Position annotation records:
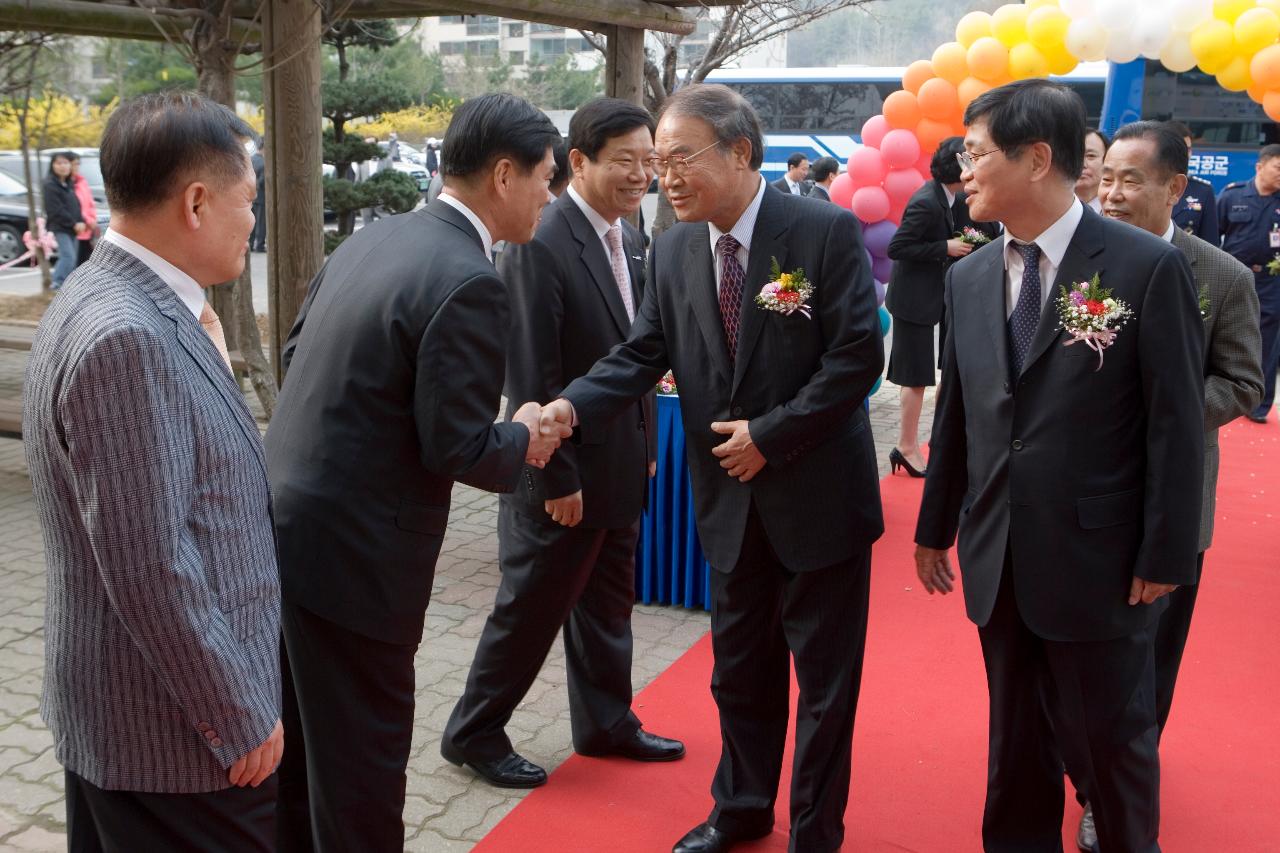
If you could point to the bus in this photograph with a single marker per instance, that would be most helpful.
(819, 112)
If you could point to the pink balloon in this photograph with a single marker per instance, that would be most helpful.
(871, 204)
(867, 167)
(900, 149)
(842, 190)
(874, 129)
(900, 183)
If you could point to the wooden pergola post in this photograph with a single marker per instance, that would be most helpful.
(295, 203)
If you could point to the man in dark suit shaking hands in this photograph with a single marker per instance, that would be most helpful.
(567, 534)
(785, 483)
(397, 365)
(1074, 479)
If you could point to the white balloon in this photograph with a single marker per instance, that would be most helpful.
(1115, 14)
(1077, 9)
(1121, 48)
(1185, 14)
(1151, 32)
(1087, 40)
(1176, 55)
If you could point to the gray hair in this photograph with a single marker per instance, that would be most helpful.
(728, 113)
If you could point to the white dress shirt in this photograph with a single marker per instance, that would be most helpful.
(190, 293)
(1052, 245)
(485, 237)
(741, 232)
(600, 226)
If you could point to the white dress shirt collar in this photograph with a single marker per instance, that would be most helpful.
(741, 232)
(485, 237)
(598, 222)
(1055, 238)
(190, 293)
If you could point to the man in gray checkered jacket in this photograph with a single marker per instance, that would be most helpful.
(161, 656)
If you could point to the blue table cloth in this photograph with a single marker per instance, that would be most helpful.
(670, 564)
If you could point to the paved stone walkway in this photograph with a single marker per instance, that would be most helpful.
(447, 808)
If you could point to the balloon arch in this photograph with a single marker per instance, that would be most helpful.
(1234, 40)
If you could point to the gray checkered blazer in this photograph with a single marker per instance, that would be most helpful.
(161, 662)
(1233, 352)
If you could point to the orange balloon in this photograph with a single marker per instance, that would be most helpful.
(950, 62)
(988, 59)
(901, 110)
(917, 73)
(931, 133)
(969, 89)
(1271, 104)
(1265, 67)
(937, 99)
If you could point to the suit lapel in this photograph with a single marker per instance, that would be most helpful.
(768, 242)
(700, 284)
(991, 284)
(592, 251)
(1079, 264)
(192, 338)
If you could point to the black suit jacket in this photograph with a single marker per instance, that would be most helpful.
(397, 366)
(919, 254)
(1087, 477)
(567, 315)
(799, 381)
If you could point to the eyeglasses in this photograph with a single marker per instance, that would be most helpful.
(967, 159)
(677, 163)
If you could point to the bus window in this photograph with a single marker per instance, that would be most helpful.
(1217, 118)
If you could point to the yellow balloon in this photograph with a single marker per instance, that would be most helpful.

**THE REQUEST**
Please recast every line of the records above as a Markdown table with two columns, "Row" for the row number and "Line" for the line itself, skipping blank lines. Leave the pictures out of your answer.

**COMPLETE OUTPUT**
| Row | Line |
|---|---|
| 1 | If you could point to the bus in this photograph with a single marker per instance, that would be most helpful. |
| 2 | (819, 112) |
| 3 | If you could point to the pink balloon in this photograph with a single marker per instance, that would be most helpful. |
| 4 | (871, 204) |
| 5 | (867, 167) |
| 6 | (900, 149) |
| 7 | (842, 190) |
| 8 | (874, 129) |
| 9 | (900, 183) |
| 10 | If you could point to the wooden pergola post in this photograph with a single marker per instance, that would be most helpful. |
| 11 | (295, 203) |
| 12 | If you could point to the man in dark suit shaking hands in this photograph with a single marker per instance, that would be most helpful. |
| 13 | (567, 534) |
| 14 | (785, 483) |
| 15 | (397, 365) |
| 16 | (1074, 479) |
| 17 | If you could point to the white balloon in this photograph with a single marker per instance, that would be most helpful. |
| 18 | (1115, 14) |
| 19 | (1077, 9) |
| 20 | (1121, 48) |
| 21 | (1185, 14) |
| 22 | (1151, 32) |
| 23 | (1087, 40) |
| 24 | (1176, 55) |
| 25 | If you could point to the gray hair in this photograph with a single marker per instance, that would be most helpful. |
| 26 | (728, 113) |
| 27 | If you could point to the white dress shirt in this photograph with a single marker per instance, that would be most helpful. |
| 28 | (190, 293) |
| 29 | (1052, 245) |
| 30 | (485, 237) |
| 31 | (741, 232) |
| 32 | (600, 226) |
| 33 | If you could point to the white dress shirt collar in this photograph with a single marker per instance, that would be most helpful. |
| 34 | (741, 232) |
| 35 | (485, 237) |
| 36 | (598, 222) |
| 37 | (1055, 238) |
| 38 | (190, 293) |
| 39 | If you could point to the man in gray checkered jacket in this photograph with a single marker per instance, that would be most helpful. |
| 40 | (161, 656) |
| 41 | If you could point to the blue table cloth in this photograph with a single marker per instance, that would be most helpful. |
| 42 | (670, 564) |
| 43 | If you could point to the paved stone walkway in this photograph with a single marker per instance, that would be most helpful. |
| 44 | (447, 808) |
| 45 | If you could point to the balloon arch in this photograph with a single marker per instance, that would be most helpful. |
| 46 | (1234, 40) |
| 47 | If you could point to the gray checkered blazer in this photograph with a single marker per instance, that would be most helpful. |
| 48 | (161, 662) |
| 49 | (1233, 352) |
| 50 | If you could point to the orange balloon in this photograph with a single marker per instance, that would be most helpful. |
| 51 | (950, 62) |
| 52 | (988, 59) |
| 53 | (901, 110) |
| 54 | (917, 73) |
| 55 | (931, 133) |
| 56 | (969, 89) |
| 57 | (1271, 104) |
| 58 | (1265, 67) |
| 59 | (937, 99) |
| 60 | If you could point to the suit lapel in this photograph with a single marker per instance, that would be most helpful. |
| 61 | (768, 242) |
| 62 | (700, 284) |
| 63 | (991, 284) |
| 64 | (592, 251) |
| 65 | (1079, 264) |
| 66 | (192, 338) |
| 67 | If you could point to the black suit jacket in this photograph with a single marker per instance, that would be most helpful. |
| 68 | (397, 366) |
| 69 | (919, 254) |
| 70 | (1087, 477) |
| 71 | (567, 315) |
| 72 | (799, 381) |
| 73 | If you could point to the eyeglasses in this photograph with a single marker per instance, that would be most helpful. |
| 74 | (967, 159) |
| 75 | (677, 163) |
| 76 | If you could point to the bus window in this photograph with a single marker per instance, that would be most helpful. |
| 77 | (1217, 118) |
| 78 | If you could point to the yellow balloon in this photograph with a single marker per instance, that would be most helpful. |